## EXERCISE DETAILS
Gather every line from the rows below that contains the word "tower". Case counts.

*** TASK INPUTS

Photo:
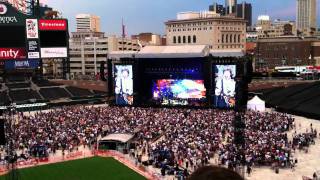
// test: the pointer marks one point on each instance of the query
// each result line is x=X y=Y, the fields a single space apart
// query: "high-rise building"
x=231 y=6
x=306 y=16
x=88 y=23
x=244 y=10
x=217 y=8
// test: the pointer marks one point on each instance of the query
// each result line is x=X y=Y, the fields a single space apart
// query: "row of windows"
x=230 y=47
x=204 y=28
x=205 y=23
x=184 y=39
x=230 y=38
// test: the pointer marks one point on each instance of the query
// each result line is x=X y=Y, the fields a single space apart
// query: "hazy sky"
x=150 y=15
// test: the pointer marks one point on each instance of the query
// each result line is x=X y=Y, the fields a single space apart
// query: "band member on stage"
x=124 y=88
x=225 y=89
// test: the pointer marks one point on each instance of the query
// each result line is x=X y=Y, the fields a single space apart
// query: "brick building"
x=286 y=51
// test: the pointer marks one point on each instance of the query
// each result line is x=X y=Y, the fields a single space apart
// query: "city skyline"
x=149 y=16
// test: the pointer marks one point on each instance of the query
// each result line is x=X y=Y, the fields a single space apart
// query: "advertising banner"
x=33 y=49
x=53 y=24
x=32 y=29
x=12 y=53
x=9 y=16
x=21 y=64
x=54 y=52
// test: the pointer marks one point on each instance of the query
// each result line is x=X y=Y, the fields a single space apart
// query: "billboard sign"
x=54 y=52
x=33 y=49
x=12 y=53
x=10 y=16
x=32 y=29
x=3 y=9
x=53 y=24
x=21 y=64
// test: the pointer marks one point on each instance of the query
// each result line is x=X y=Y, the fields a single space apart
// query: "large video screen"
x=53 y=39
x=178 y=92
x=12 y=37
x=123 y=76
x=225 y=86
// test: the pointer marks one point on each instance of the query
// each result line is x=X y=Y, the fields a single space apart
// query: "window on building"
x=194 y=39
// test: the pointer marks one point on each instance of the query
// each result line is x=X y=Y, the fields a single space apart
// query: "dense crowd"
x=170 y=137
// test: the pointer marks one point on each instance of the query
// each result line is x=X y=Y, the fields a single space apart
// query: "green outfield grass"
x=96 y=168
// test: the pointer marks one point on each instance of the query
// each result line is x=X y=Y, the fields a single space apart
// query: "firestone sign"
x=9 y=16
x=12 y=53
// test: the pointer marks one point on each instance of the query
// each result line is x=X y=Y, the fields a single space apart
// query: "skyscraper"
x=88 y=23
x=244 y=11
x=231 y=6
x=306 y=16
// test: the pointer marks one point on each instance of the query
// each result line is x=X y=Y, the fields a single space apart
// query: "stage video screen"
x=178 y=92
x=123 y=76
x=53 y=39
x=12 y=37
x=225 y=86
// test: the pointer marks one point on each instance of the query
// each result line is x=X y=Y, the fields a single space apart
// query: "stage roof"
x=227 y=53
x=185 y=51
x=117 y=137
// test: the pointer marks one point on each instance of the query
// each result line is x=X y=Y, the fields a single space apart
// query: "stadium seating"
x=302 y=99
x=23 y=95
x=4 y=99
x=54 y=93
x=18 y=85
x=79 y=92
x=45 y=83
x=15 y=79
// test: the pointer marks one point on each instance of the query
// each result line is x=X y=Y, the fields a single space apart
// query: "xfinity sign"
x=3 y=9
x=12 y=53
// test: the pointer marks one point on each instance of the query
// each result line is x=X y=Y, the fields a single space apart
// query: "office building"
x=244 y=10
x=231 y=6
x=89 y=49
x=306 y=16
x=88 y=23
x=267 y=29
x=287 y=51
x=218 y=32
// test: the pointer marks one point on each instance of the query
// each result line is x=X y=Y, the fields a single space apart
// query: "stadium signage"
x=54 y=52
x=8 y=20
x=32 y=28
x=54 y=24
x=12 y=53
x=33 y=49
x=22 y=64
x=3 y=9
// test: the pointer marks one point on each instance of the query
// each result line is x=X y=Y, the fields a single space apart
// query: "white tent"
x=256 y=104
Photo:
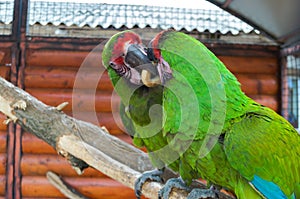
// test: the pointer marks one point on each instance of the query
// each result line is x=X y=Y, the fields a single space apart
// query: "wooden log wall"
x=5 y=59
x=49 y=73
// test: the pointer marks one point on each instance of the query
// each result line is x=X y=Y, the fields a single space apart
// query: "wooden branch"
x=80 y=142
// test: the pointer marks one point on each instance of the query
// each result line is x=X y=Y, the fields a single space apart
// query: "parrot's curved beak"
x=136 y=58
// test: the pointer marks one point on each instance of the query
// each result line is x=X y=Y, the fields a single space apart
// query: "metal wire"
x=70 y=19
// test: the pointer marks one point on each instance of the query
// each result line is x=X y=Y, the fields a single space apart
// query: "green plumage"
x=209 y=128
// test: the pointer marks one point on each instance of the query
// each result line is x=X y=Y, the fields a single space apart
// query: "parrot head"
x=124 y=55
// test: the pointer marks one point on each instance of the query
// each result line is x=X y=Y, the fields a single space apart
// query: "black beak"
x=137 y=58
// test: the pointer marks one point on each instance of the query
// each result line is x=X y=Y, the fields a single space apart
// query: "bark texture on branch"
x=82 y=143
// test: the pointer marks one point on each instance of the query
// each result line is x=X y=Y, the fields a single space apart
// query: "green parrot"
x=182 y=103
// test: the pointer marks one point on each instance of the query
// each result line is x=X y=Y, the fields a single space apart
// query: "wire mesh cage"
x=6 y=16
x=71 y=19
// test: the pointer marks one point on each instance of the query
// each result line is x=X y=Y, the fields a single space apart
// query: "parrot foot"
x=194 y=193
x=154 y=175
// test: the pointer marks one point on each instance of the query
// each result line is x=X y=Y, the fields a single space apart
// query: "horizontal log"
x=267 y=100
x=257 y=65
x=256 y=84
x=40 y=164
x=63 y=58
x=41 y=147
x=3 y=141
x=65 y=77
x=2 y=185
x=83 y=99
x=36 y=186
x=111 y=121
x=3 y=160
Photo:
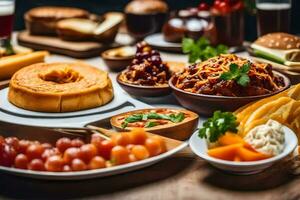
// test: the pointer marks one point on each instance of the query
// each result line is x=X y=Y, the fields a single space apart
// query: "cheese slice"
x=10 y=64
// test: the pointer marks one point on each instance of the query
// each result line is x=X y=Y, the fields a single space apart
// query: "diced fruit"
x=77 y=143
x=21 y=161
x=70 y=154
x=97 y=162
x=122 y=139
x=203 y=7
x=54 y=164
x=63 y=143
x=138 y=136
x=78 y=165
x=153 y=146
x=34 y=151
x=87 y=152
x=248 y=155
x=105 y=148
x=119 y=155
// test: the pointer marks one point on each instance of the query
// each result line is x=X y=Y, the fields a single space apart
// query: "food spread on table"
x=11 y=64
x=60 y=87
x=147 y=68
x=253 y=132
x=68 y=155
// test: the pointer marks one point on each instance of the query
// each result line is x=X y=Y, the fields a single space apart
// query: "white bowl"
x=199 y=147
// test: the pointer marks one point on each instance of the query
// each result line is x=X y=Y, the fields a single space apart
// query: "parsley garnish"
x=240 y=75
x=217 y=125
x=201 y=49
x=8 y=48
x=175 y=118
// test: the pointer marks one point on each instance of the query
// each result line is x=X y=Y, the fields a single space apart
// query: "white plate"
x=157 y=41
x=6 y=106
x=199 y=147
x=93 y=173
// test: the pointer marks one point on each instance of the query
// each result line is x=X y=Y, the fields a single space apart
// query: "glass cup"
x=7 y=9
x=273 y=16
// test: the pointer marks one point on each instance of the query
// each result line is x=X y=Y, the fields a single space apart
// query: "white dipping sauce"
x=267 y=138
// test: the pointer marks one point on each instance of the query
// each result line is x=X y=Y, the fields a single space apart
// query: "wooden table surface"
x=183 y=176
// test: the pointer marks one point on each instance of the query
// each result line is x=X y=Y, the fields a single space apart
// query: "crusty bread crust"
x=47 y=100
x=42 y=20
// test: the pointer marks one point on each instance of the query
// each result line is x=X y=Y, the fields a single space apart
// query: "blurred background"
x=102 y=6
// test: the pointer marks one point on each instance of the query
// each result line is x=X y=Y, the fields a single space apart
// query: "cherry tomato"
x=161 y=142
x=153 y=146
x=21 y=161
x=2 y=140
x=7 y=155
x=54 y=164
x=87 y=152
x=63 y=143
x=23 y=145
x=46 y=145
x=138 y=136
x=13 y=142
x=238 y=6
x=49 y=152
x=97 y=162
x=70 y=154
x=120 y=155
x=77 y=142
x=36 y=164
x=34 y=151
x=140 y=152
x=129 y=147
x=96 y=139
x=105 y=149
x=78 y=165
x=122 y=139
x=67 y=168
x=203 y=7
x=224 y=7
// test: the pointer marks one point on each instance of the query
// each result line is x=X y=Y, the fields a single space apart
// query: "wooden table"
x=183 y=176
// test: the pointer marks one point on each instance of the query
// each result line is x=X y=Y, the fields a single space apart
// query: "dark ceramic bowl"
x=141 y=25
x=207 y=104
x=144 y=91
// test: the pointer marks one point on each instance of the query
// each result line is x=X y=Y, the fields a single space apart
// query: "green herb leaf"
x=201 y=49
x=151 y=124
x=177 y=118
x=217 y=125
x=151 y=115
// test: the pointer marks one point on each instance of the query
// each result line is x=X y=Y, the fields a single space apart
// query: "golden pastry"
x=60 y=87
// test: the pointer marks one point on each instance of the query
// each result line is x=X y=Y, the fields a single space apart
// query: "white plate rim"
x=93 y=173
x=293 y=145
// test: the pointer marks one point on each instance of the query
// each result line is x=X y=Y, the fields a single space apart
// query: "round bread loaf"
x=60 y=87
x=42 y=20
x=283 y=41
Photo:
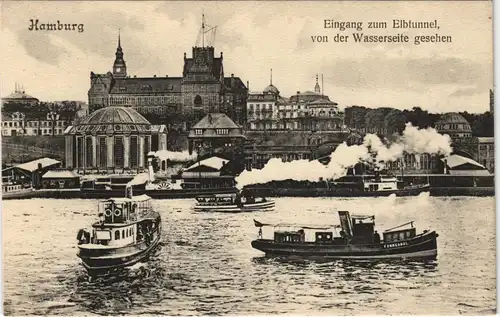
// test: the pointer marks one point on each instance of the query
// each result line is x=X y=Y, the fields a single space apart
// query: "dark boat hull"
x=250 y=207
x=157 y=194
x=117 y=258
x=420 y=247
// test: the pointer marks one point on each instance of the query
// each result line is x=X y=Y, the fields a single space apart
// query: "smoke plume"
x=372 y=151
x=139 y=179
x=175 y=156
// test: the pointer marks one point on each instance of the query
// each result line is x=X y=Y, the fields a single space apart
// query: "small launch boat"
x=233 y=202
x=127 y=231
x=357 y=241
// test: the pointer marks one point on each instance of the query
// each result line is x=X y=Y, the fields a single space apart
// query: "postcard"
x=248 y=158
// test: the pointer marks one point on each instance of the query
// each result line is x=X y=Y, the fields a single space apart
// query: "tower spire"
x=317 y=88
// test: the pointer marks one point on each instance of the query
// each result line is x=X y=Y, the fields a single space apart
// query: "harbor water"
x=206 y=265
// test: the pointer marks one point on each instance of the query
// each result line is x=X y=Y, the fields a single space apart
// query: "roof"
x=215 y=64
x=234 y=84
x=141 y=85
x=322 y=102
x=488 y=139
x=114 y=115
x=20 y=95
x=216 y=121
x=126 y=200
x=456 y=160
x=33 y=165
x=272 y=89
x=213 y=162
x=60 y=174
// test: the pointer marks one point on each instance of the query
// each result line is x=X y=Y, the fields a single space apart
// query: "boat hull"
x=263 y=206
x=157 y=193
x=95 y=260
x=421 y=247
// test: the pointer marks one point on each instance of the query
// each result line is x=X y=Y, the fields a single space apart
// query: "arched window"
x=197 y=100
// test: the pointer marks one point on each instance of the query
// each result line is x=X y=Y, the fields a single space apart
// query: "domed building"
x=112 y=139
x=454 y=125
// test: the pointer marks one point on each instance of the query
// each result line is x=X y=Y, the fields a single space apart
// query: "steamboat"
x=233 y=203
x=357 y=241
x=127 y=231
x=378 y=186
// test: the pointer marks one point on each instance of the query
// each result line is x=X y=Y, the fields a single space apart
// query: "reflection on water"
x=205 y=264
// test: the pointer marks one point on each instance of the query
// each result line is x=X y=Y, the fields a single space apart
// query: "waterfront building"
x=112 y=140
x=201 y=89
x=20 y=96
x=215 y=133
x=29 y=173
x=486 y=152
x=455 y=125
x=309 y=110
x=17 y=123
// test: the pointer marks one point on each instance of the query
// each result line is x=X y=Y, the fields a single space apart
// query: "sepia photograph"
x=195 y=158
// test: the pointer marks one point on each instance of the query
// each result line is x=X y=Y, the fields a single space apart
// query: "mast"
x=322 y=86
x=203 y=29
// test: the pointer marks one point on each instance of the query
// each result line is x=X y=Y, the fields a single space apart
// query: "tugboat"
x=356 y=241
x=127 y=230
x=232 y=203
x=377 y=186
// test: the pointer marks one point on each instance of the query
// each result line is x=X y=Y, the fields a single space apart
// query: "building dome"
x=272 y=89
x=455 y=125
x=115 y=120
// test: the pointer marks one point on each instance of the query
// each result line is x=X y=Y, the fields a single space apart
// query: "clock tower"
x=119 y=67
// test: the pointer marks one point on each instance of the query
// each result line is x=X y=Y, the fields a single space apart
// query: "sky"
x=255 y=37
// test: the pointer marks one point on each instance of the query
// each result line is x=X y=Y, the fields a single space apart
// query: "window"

******

## RESULT OF THE TASK
// query: "tower spire"
// query: "clock tower"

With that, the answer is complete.